A brief look back: MFN v1.0 and Australia’s place in it

Before GENEROUS, the US pursued a more aggressive approach: the Medicare Part B Most Favored Nation (MFN) Model under the Trump Administration in 2020 (Rand and Kesselheim (2021).

What MFN v1.0 proposed

  • Medicare Part B reimbursement would be tied to the lowest price (“most favoured nation”) in a global reference basket.
  • The basket was defined as OECD countries with GDP per capita ≥60% of US levels and included:
    Australia, Canada, France, Germany, Japan, UK, plus Austria, Belgium, Denmark, Finland, Iceland, Ireland, Israel, Luxembourg, Netherlands, New Zealand, Norway, Sweden, Switzerland.
  • The model applied to the highest-spend Medicare Part B drugs and was projected to save USD $85.5 billion over 7 years

Policy outcome

  • MFN v1.0 was blocked by court injunction shortly after publication and never implemented
  • CMS subsequently withdrew the rule.
  • Thus, MFN v1.0 exists only in policy history, not in practice.

Why MFN v1.0 matters today

It set a clear precedent: US policymakers are willing to benchmark prices against OECD countries.

Where does this leave Australia in 2026?

1. Australia is not in the GENEROUS reference basket

This is confirmed. Australia’s PBS prices do not feed directly into the GENEROUS calculation.

2. But exclusion does not reduce global price pressure on Australia

The US is benchmarking to HTA-heavy systems like the UK, Germany and Canada, all of which share Australia’s characteristics for drug reimbursement processes. Sponsor Global headquarters may often view these systems as a group.

3. Launch decisions for Australia are still influenced by global price corridors

Pharmaceutical companies already report delayed or deprioritised Australian launches, driven by concerns about low PBS prices affecting other markets.

4. Downward pricing pressure continues despite exclusion

If Medicaid net prices move closer to EU norms, companies may remain cautious about offering even lower prices in PBS markets.

Will Australia’s exclusion ease PBS pricing pressure for Minister Butler and the Department of Health, Disability and Ageing?

Short answer: no. It may even reinforce current pricing discipline. Why?

1. Domestic budget pressure remains high

Australia’s exclusion does not change PBS budget settings or political appetite to control spend.

2. Global benchmarking narratives still include Australia

Even without formal inclusion, Government officials, PBAC and Sponsor Global Headquarters may view Australia within the “low-price OECD” group.

▶ [TASK REQUIREMENTS]: Pick up the article on US drug-price benchmarking and Australia's PBS immediately after its final sentence and continue it.

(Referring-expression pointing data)
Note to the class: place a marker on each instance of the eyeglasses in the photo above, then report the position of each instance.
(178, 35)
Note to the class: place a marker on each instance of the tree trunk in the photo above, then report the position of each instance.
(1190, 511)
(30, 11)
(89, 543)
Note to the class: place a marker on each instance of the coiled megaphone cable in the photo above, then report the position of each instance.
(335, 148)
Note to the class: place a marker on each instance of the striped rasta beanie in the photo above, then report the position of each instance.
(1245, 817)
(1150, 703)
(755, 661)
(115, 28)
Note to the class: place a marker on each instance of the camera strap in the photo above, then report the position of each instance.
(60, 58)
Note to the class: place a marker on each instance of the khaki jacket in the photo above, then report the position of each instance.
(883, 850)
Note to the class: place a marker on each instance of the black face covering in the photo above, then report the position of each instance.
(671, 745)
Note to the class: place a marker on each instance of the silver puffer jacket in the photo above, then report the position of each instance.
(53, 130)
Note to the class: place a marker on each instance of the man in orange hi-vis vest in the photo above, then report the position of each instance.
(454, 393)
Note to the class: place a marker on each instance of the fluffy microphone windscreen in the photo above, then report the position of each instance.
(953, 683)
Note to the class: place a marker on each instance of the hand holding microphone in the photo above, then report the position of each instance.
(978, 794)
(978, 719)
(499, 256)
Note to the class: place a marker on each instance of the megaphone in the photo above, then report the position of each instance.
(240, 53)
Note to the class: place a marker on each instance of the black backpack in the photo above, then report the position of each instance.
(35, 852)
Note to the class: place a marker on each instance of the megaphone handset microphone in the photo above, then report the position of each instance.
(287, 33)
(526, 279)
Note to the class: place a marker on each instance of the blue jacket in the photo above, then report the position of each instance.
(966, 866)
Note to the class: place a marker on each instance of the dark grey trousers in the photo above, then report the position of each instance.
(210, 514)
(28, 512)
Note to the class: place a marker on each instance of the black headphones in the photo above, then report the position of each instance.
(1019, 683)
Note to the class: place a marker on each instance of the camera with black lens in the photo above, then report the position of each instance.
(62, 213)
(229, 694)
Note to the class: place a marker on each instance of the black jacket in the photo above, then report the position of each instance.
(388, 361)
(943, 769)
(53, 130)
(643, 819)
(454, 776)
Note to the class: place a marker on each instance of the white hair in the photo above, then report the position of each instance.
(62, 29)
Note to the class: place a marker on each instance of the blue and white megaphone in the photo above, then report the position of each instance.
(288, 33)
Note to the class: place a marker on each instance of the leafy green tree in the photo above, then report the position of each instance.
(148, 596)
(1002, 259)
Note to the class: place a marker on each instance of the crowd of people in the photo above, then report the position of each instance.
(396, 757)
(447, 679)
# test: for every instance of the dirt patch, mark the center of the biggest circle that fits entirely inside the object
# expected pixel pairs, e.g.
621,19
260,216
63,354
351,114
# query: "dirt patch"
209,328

▶ [TASK OUTPUT]:
3. Australia still anchors global price expectations

Sponsor Global Pricing teams may use Australia informally as a “low bound” when modelling feasible net prices.

4. The real unlock is HTA Reform

If Australia wants to sustain or justify higher value-based prices, HTA Reform is far more important than whether the US references us.

Key levers include:

  • Comparator selection reflecting real-world practice
  • Modernised discount rate
  • Fit-for-purpose requirements for surrogate endpoints
  • Clearer pathways for rare disease and high-uncertainty technologies

All of these would allow PBAC to recognise value more fully.


Strategic actions for Global pharmaceutical market access teams

  1. Stress-test global price corridors under MFN-style scenarios
  2. Re-align launch sequencing and timing for PBS filings. Earlier US/EU launches remain more attractive under MFN-style logic
  3. Treat HTA Reform as a competitiveness strategy. Reform, not US policy, drives Australia’s future attractiveness

Bottom line

MFN v1.0 included Australia explicitly. GENEROUS does not.

But Australia’s exclusion does not relax PBS pricing pressure. The critical issue for faster access and value-appropriate pricing is HTA Reform, not whether Australia appears in the US reference basket. Pulse Economics will continue analysing these developments to support evidence-based pricing and launch strategies for the Australian market.

References

Centers for Medicare & Medicaid Services (2025) GENEROUS (GENErating cost Reductions fOr US Medicaid) Model. Available at: https://www.cms.gov/priorities/innovation/innovation-models/generous (Accessed: 13 November 2025).

Rand LZ, Kesselheim AS. International reference pricing for prescription drugs: a landscape analysis. J Manag Care Spec Pharm. 2021 Sep;27(9):1309-1313.